Chernobyl’s Red Forest: An Environmental Perspective on Technological Innovation and Destruction

Walking across a dead pine tree along one of the tributary streams of the Pripyat River, a pack of wolves searches the forest for their next meal. Mice and foxes hear the pack rustling through the woods and flee, diving into pine burrows and damp wooden walls to avoid detection. Eventually, the group stumbles upon a house and slinks through a glassless window, eager to devour its inhabitants. The wolves tread softly, moving room by room in search of a victim. But nobody’s home. This house, and all the others in this area, haven’t been inhabited in over 40 years––these wolves live in Chernobyl’s Red Forest, one of the most irradiated locations on the planet. Here, animals have reclaimed what people have destroyed, and nature not only persists, but it thrives, free from human interference. 

What created the Chernobyl Exclusion Zone? 

In the late 1970s, Soviet Union (USSR) officials were dissatisfied with Chernobyl’s nuclear power generation, so they decided to build the Chernobyl Nuclear Power Plant. This feat of engineering could hold thousands of megawatts of thermal energy and encouraged a mass labor migration to Pripyat, Ukraine. 

In 1982, the plant malfunctioned – one of the reactors experienced a partial meltdown, and although no people were harmed, radioactive particles spewed out from the core and impacted plant and animal life. Then, in 1984, several non-descript incidents occurred in reactors three and four that led Moscow to dub the site “one of the most dangerous nuclear power plants in the USSR,” according to recently declassified KGB documents. At this point, the USSR knew how dangerous it would be if the plant exploded, yet implemented no new safety measures, opting to cover up their mistakes rather than prevent them in the future. The Kremlin pressed on, hoping the plant had seen the worst of its mechanical failures.

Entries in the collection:

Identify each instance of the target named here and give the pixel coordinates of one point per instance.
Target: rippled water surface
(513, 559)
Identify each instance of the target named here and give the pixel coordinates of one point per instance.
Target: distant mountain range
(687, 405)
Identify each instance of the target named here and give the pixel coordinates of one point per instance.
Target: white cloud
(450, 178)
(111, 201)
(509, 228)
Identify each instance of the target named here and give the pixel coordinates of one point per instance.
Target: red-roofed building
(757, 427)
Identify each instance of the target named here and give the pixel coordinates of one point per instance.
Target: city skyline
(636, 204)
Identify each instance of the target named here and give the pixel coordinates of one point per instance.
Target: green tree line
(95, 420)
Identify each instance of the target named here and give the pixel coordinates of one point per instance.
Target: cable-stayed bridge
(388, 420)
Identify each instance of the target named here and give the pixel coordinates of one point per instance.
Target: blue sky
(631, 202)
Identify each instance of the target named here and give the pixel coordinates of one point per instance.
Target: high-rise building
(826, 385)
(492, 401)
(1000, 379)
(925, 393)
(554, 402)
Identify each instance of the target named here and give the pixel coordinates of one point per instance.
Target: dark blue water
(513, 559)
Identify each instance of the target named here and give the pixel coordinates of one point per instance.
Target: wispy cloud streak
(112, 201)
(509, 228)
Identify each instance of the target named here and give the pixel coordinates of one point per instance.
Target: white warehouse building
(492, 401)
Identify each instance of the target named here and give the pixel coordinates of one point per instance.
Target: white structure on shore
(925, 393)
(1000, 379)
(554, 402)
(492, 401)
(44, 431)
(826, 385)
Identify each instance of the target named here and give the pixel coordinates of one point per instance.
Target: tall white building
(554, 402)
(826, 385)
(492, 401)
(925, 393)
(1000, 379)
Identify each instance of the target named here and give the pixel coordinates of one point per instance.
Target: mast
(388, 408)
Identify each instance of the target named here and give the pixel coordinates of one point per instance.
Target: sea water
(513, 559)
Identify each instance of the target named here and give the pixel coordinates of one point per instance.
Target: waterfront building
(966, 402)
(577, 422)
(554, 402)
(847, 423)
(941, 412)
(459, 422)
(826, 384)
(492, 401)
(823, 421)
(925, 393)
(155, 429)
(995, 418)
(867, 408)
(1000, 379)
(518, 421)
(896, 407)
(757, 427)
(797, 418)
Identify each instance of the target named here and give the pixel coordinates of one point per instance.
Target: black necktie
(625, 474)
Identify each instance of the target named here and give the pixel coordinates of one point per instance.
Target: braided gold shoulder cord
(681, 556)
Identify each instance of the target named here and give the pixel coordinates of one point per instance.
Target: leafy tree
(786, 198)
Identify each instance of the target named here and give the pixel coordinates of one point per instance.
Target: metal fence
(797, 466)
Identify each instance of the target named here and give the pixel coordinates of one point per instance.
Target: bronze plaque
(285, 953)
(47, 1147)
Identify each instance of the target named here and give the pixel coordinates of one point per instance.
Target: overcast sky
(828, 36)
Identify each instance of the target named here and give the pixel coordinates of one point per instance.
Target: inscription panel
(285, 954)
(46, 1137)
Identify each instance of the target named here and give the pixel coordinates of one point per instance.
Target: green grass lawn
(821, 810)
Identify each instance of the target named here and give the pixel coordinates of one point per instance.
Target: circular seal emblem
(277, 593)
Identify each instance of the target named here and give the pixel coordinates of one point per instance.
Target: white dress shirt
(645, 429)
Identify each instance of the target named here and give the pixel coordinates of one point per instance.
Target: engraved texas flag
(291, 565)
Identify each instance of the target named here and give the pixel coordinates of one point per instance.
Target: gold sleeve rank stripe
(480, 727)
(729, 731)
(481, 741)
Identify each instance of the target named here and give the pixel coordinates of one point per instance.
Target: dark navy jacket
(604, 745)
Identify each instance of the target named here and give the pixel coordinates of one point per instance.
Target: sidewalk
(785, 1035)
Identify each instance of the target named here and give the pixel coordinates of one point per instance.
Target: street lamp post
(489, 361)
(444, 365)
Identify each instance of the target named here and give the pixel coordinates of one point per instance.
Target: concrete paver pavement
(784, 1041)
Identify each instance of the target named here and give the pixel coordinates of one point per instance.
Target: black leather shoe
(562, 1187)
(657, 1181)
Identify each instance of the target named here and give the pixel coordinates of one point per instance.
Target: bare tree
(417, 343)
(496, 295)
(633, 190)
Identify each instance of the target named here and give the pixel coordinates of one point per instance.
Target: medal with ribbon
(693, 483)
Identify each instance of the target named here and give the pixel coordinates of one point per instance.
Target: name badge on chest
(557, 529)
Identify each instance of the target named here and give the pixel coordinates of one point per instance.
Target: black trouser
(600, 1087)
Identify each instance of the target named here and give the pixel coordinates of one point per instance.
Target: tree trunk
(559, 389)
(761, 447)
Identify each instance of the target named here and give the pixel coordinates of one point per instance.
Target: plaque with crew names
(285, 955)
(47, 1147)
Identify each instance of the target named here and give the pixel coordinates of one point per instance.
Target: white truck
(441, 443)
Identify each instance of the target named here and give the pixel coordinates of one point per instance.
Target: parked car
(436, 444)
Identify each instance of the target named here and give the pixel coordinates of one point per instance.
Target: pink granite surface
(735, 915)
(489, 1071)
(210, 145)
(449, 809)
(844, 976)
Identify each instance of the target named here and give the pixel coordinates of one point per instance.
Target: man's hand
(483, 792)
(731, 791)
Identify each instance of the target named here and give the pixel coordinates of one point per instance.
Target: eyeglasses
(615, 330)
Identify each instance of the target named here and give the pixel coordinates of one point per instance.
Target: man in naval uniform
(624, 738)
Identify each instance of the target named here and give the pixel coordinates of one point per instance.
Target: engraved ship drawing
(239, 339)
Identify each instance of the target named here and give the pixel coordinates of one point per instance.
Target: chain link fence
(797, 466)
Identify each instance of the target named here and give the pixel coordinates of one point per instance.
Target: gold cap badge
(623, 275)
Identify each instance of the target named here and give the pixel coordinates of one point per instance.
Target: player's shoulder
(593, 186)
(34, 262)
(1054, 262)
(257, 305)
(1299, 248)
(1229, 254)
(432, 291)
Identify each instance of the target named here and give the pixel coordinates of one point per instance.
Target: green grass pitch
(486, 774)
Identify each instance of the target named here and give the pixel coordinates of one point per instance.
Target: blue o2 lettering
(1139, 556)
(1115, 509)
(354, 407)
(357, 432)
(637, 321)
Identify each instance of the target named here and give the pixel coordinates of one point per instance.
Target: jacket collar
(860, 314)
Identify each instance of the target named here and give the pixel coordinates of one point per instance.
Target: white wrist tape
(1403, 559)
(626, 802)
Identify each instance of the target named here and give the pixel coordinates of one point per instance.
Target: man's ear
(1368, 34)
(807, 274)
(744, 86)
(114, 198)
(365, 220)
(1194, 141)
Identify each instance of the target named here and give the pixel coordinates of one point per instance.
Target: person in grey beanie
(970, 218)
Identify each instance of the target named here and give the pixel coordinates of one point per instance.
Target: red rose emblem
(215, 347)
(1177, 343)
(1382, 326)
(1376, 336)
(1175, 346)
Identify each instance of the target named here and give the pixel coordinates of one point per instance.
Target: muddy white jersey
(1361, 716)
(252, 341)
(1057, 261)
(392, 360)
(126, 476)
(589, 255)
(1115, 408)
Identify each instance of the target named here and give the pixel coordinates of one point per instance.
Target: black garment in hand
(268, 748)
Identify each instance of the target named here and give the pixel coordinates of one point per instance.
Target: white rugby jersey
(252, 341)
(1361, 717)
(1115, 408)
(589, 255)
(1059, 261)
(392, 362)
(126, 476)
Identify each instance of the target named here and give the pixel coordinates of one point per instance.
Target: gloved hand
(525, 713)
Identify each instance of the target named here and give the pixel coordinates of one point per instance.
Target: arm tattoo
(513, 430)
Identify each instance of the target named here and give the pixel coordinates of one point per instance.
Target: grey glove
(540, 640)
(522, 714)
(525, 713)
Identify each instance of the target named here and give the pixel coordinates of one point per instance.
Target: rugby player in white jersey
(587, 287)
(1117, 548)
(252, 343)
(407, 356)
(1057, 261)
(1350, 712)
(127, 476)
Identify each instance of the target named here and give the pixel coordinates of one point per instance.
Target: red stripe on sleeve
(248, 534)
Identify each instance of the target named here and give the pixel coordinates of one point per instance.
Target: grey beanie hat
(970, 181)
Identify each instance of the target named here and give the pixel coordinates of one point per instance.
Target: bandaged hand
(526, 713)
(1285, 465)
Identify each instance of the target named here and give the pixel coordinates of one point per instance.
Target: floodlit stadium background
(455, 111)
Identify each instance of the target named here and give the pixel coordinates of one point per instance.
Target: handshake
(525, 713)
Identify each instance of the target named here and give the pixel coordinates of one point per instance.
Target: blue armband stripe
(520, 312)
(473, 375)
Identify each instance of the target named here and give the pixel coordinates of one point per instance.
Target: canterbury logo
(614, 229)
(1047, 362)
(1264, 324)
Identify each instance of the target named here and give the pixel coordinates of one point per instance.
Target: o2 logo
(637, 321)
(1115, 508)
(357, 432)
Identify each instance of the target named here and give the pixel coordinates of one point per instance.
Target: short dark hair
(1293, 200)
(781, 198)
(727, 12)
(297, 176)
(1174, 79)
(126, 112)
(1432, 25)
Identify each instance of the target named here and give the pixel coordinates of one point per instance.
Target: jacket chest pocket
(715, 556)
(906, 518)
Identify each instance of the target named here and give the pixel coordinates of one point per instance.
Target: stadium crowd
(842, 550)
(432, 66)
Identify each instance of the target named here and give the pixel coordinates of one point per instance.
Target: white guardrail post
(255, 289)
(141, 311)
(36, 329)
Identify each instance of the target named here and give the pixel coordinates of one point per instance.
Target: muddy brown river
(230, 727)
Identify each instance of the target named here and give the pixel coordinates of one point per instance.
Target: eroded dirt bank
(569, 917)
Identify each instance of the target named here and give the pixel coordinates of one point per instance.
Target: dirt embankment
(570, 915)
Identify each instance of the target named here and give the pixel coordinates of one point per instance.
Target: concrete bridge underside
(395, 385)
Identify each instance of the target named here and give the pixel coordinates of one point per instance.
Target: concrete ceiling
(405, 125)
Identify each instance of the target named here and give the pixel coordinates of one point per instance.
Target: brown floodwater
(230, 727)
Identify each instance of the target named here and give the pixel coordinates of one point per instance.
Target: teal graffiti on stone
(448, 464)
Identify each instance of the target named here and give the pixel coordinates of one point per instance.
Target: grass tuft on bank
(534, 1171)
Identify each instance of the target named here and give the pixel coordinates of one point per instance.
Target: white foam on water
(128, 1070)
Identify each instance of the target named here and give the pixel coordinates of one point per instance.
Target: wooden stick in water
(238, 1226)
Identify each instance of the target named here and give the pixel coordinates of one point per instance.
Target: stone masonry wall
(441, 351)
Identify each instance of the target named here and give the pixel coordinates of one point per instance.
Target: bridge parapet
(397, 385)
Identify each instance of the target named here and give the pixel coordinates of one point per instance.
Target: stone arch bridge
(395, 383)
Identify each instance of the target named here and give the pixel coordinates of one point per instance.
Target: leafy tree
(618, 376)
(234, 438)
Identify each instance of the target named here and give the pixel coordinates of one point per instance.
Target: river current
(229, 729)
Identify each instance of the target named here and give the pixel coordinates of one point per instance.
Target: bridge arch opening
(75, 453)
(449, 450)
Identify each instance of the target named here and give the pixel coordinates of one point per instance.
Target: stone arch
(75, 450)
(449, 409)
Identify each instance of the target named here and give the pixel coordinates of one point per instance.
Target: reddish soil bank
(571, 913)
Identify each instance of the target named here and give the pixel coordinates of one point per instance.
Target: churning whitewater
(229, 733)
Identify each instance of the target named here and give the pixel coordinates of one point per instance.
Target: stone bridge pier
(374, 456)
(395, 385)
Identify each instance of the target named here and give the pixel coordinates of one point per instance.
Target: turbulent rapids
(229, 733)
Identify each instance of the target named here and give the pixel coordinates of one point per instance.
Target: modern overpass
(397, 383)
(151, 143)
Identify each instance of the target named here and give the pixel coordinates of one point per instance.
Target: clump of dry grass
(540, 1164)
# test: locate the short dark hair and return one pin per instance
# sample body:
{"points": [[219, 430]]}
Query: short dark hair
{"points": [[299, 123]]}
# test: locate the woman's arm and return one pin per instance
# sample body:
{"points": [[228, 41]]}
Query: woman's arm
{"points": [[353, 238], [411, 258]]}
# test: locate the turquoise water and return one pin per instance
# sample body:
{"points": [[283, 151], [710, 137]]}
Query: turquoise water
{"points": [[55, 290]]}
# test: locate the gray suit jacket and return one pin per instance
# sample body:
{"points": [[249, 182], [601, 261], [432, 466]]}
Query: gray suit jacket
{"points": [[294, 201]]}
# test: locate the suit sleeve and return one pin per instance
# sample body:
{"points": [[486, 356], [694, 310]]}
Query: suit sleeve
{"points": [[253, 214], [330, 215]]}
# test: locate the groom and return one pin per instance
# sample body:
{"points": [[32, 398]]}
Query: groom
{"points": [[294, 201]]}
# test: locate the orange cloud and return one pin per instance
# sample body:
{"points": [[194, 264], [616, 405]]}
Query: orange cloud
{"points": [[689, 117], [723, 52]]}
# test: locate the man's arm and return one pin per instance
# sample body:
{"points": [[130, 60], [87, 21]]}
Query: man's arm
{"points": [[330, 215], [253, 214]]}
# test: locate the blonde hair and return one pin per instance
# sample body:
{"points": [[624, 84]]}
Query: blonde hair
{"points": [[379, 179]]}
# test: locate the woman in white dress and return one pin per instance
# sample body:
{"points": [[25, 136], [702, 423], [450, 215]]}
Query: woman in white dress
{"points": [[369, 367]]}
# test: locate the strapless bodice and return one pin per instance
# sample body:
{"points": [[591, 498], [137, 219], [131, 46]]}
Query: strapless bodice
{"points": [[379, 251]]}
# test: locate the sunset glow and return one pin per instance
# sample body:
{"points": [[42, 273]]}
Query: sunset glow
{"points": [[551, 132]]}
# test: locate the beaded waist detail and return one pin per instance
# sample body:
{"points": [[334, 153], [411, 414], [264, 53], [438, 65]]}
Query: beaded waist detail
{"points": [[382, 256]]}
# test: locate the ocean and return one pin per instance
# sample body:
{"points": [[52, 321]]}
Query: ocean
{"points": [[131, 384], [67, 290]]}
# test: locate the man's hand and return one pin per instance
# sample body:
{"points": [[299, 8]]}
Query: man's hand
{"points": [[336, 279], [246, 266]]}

* **INSTRUCTIONS**:
• 1. Quote the Chernobyl Red Forest passage word for word, everything from "In the late" down to "to Pripyat, Ukraine.".
• 2. Write what comes next in the Chernobyl Red Forest passage, picking up right after its final sentence.
None of the rows matters for this work.

* **TASK-BY-TASK RESULTS**:
• 1.
In the late 1970s, Soviet Union (USSR) officials were dissatisfied with Chernobyl’s nuclear power generation, so they decided to build the Chernobyl Nuclear Power Plant. This feat of engineering could hold thousands of megawatts of thermal energy and encouraged a mass labor migration to Pripyat, Ukraine.

• 2.
It hadn’t. On April 26, 1986, the Chernobyl Nuclear Power Plant experienced a catastrophic failure which became one of the Cold War’s largest environmental, technological, and political disasters. The same improper safety procedures that caused previous incidents led to the overheating and explosion of reactor 4, sending radioactive materials like plutonium and cesium into the atmosphere. The elements spread across about 150,000 square kilometers, creating almost 187 football fields worth of carcinogen-laced air. This fallout cloud eventually moved toward Sweden, where scientists noticed the influx in radiation over Scandinavia and sounded the international alarm. Only after these researchers caught the USSR did officials announce that the plant had experienced a “disaster” several days prior. The country did not admit to the plant’s total meltdown in that statement. 

Political strategists treated the explosion as a public relations fiasco, more concerned about the USSR’s reputation than the consequences for their citizens. In Pripyat and nearby cities, the rate of thyroid cancer immediately skyrocketed compared to other Soviet states, especially among women and children. Economic consequences were similarly dire––the cost to clean up the explosion may have been as high as $700 billion over 30 years. People lost their jobs, homes, and families during forced evacuations of nearby regions. Entire cities remain empty to this day. Nevertheless, the USSR managed to keep the crisis under relative control, maintaining its political status and only attributing 30 deaths to the incident. 

Human deaths, that is. If the government’s response to the consequences facing people was inadequate, its response to the environmental horrors caused by its carelessness was nonexistent. The environmental toll was severe––leaves morphed unexpectedly, animals developed crippling physical deformities, and innumerable plants and animals perished after absorbing excessive radiation. 

What is the Red Forest? 

One such place, the Red Forest, stands (or rather, lies) as an organic graveyard commemorating the toll of the disaster on the environment. Pine trees litter the ground, their ginger-brown color a reminder of Chernobyl’s nuclear meltdown; these trees turned red after waves upon waves of intense radiation, a phenomenon to which the forest owes its name. In some of the more heavily impacted areas, the blast-exposed trees to upwards of 60 Gy, or Gray. For scale, experts recommend that adults limit their exposure to radioactivity at a maximum of 0.05 Gy, meaning Chernobyl’s reactor meltdown exposed the Red Forest’s trees to more than 1,200 times that amount in an instant. No pine trees regenerated in the area until 1994 at the earliest.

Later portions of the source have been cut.